INSTRUCTION — Please rewrite the Daz Studio VRAM discussion from "The 50kb file" to "1024^2 = MegaBytes)", swapping "jpg" for "png" wherever it appears.

TEXT PASSAGE —
+ + + + + + +
If my math is right, you have 3.759 seconds load time with 19.58 iterations per second. That is a huge step up from a 2060.
Thanks alot :D Yes, rendering speed is a nice upgrade, but what's more important is the scene capicity, the way Daz's iRray engine works is not very user friendly, you never know when you are about to run out of Vram, and debuging tool don't give you much useful info, many new users getting black screen iray failures and got very mad about it(i was one of these folks) my 2060 can hardly handle 3 Gen 8 characters with any high poly enviorment & a HDRI, with this card, there don't seem to be a limit :D and I'm super happy about it.
Daz3d falls flat in terms of VRAM tracking. This is because add-ons like IRAY and Optane are relatively new to the application. You might try GPU-Z, or Open Hardware Monitor, the latter of which can provide logs. Since DAZ Studio has grown so GPU dependent in recent years, a built in VRAM usage meter would be nice. Even if very basic. Users could then balance out character & poly counts/mesh complexities vs texture priorities on the fly and from within the app.
Iray and Octane are self-contained - DS would have no way of pre-calculating how much memory they would need for a particular scene, if that is what you are asking for
FYI, GPU-Z does provide logging, and you can use those log files to draw some wonderful graphs in many apps.
Also, Windows 10 Task Manager provides a HUGE amount of useful GPU data, including
Much nicer and more valuable than other apps, IMO. And since it's the OS's job to monitor and assign hardware resources, it is arguably the most accurate, first-hand data.
The 50kb file size of the jpg is just about the space the file takes on disk, once the image is opened in whatever program, the compression factor is forgotten and the the image reserves memory as uncompressed - A 4096x4096x24bit image uses 48MB of memory even if the jpg file is just 50kb on disk (Width (px) x Height (px) x color depth (bits) / 8 (bits) / 1024^2 = MegaBytes)
+ + + + + + +
RECORDED INFORMATION —
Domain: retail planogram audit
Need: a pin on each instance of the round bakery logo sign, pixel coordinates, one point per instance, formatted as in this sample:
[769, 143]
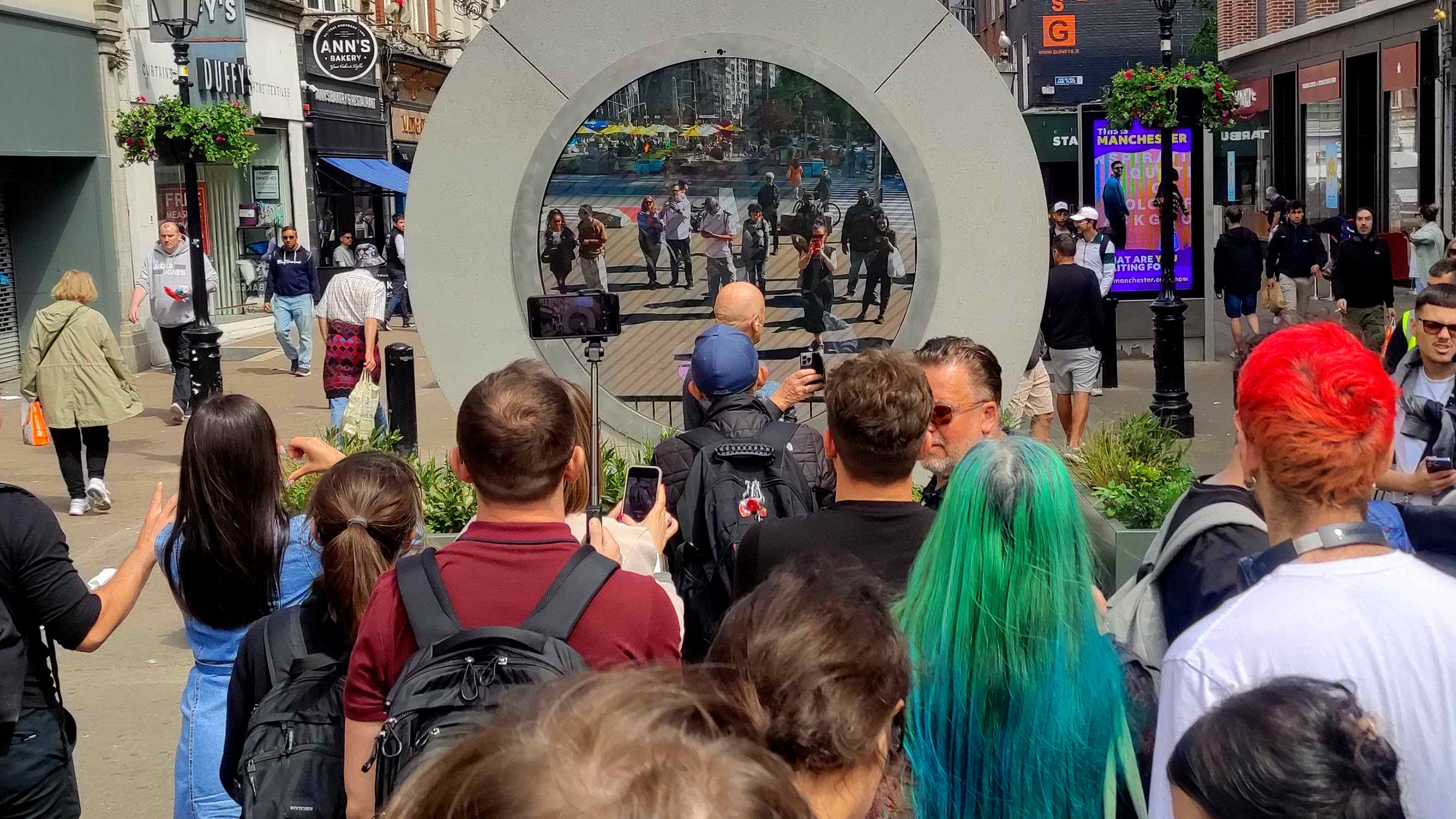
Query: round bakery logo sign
[346, 50]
+ + + + + + +
SOLUTION TO THIS PROBLEM —
The 50kb file size of the png is just about the space the file takes on disk, once the image is opened in whatever program, the compression factor is forgotten and the the image reserves memory as uncompressed - A 4096x4096x24bit image uses 48MB of memory even if the png file is just 50kb on disk (Width (px) x Height (px) x color depth (bits) / 8 (bits) / 1024^2 = MegaBytes)